[Dataset entries]
########
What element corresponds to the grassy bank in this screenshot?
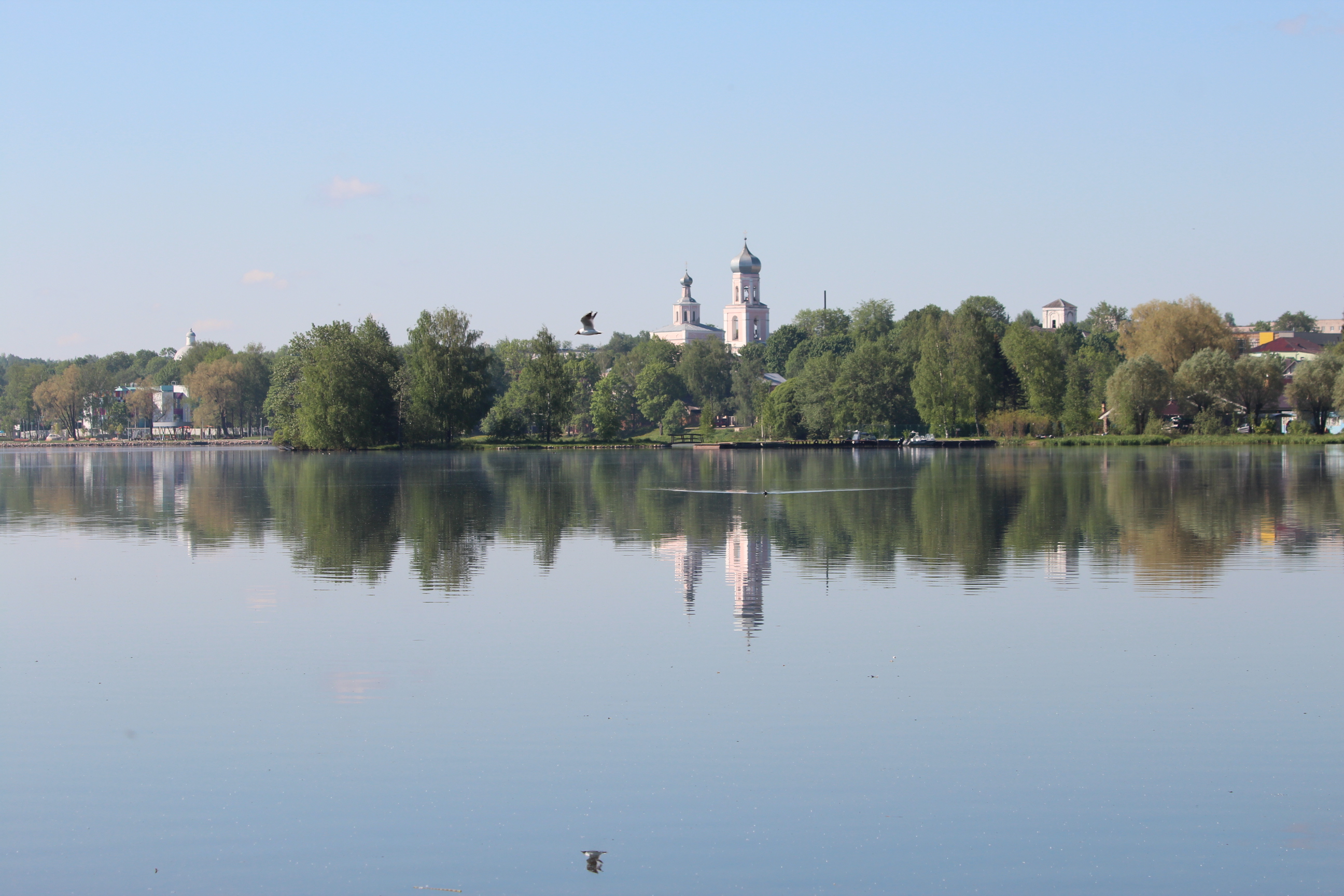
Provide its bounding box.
[999,432,1344,447]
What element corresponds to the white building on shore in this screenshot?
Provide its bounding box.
[651,241,770,352]
[723,239,770,352]
[651,273,723,345]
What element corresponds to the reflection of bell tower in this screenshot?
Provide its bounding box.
[724,517,770,635]
[1046,544,1078,582]
[654,536,704,617]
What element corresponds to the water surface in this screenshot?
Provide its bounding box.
[0,447,1344,894]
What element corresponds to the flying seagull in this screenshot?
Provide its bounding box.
[574,312,602,336]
########
What needs to be done |
Reproduce the rows above, substituting "photograph" for every occurrence of "screenshot" and leaving all other text unchanged. Omit the pictures from your response.

Complete output |
What element corresponds to the grassy bank in this photograph?
Provide its bounding box.
[999,432,1344,447]
What element corresponds to the white building on shore in this photograph?
Provide its bounding box.
[651,241,770,352]
[723,239,770,352]
[651,273,723,345]
What element corresponds to the reflection of bell tower in this photograph?
Provide its bounding box.
[724,517,770,635]
[1046,544,1078,582]
[654,536,704,617]
What element corresponds to the water surface in this photograph?
Provide its bounding box.
[0,447,1344,894]
What element corresponds to the flying seagull in this photograph?
Provide its bounding box.
[574,312,602,336]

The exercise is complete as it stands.